Write out all of the data exactly as it appears.

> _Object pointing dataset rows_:

****************

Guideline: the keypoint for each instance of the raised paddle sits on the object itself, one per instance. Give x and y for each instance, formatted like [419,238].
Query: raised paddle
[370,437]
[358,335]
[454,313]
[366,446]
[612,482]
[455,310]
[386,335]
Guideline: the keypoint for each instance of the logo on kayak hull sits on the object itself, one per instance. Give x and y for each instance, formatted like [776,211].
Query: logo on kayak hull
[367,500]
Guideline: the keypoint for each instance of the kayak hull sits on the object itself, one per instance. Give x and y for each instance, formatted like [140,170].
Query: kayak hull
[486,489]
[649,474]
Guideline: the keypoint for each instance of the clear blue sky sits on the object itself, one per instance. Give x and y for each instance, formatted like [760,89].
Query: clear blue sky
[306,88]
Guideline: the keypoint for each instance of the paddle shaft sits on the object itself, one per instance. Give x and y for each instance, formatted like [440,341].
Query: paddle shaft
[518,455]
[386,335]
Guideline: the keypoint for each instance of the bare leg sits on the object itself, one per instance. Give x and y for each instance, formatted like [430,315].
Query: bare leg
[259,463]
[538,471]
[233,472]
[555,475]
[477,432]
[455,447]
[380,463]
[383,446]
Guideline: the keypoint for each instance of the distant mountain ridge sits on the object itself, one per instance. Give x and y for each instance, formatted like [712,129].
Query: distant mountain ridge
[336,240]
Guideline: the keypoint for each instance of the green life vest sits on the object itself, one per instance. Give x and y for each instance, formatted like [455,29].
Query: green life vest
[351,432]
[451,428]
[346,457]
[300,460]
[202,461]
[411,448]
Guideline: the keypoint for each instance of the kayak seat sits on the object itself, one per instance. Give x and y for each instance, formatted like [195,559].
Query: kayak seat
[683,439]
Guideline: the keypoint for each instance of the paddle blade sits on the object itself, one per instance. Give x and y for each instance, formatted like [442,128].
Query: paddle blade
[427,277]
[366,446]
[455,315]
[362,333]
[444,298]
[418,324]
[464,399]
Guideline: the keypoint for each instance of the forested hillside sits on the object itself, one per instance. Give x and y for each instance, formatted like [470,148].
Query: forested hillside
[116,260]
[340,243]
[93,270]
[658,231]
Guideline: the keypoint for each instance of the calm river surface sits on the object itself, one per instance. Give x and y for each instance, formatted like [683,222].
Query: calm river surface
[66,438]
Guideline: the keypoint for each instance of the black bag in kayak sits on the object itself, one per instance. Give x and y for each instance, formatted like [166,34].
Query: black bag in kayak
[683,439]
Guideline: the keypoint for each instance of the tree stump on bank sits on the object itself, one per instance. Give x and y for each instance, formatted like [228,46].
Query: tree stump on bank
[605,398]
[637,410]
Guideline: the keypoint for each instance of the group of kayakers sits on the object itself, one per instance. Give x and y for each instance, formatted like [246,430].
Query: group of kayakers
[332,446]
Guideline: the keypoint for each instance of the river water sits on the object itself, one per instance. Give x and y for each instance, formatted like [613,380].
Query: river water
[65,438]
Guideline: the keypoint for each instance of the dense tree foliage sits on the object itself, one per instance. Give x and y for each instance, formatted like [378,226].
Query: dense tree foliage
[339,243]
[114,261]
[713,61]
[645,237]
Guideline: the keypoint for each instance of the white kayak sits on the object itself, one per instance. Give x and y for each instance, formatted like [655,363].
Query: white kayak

****************

> _EXERCISE SOLUTION_:
Guideline: the keypoint for each instance of the raised paddle sits on the object itself, one per instance. Give x and y for each instance, formatted like [419,238].
Query: raised paddle
[370,437]
[358,335]
[454,313]
[366,446]
[612,482]
[455,310]
[386,335]
Guideline: the keypoint for each instance of the logo on kayak hull sits on the object itself, one per instance. Give x and y for each instance, formatted like [776,211].
Query: logo on kayak hull
[367,500]
Guideline: the keypoint for each instance of the kayak hull sits on the object itself, one per instance. Give x and y for each instance, formatted like [140,170].
Query: kayak hull
[486,489]
[649,474]
Guideline: the keypoint for each instance of the clear blue sky sits on the object itself, one per instance. Give x and y for each instance, formatted like [760,89].
Query: clear blue sky
[306,88]
Guideline: the keypoint for each instance of the paddle shaft sits on the object itself, one per instance. Give x and y for each instance, formatted like [440,341].
Query: paddle shaft
[518,455]
[386,335]
Guideline: the keypoint for each instance of the bare leg sits on the object itself, one per instance. Give x and y for each instance, formatted like [430,315].
Query: bare leg
[259,463]
[538,471]
[233,472]
[555,475]
[477,432]
[455,447]
[380,463]
[383,446]
Guideline: the keypoint for each instance of the distant mountain ridge sits on the object itself, one per instance. Give x and y for each instance, formatted like [712,129].
Query: distant mountain ridge
[336,240]
Guideline: the keypoint for each instance of the green life vest sits on the object itself, one per instance. Give x and y for each instance, formatted like [455,29].
Query: green life vest
[351,432]
[451,428]
[346,457]
[300,460]
[202,461]
[411,448]
Guideline: the keypoint for each instance of the kayak seat sits on the object itself, one per instance. Give x and y for each instance, formatted like [195,559].
Query: kayak seat
[683,439]
Guideline: the keypoint for each instance of the paddle blade sits on the object itself, one per instance. Give x and y for each instance, formatted like [442,128].
Query: paddle blade
[427,277]
[366,446]
[455,315]
[362,333]
[444,298]
[418,324]
[464,399]
Guideline: the keypoint for each instance of the forested hillside sits on the object itself, one per instance. Give x and y for each instance, formatted like [470,148].
Query: forested hillside
[116,260]
[340,243]
[93,270]
[658,231]
Guideline: the keypoint for each instance of the calm river surface sits on the object itself, one per instance. Give x and y for each instance, formatted like [683,222].
Query: calm river surface
[66,438]
Guideline: the keypoint for each instance of the black bag in kayak sits on the object itself, one per instance. Give x and y for each instance, formatted like [166,34].
Query: black bag in kayak
[683,439]
Guideline: the keypoint for each instance of the tree stump on bank sits on the object itself, one per instance. Give x and y for each instance, formatted like [228,46].
Query: tree stump on bank
[605,398]
[637,410]
Guideline: the keypoint for each instance of the group of kayakers sits on the object itself, one per instance. Give x and y for each instance, formatted like [246,430].
Query: group of kayakers
[332,446]
Guideline: the keypoint for each instance of the river water sits on the object itself, one per instance. Give x and y for each instance, formatted like [613,380].
Query: river water
[65,438]
Guideline: the keypoint for each instance of the dense tree foliage sits on the object itself, one per instance. Give x and y for each instance, formatted like [378,226].
Query: dense tree foliage
[339,243]
[114,261]
[713,61]
[645,237]
Guideline: the keypoint for each instance of the white kayak sits on the object itself, one per instance. Give x and y for each instance, formatted like [655,363].
Query: white kayak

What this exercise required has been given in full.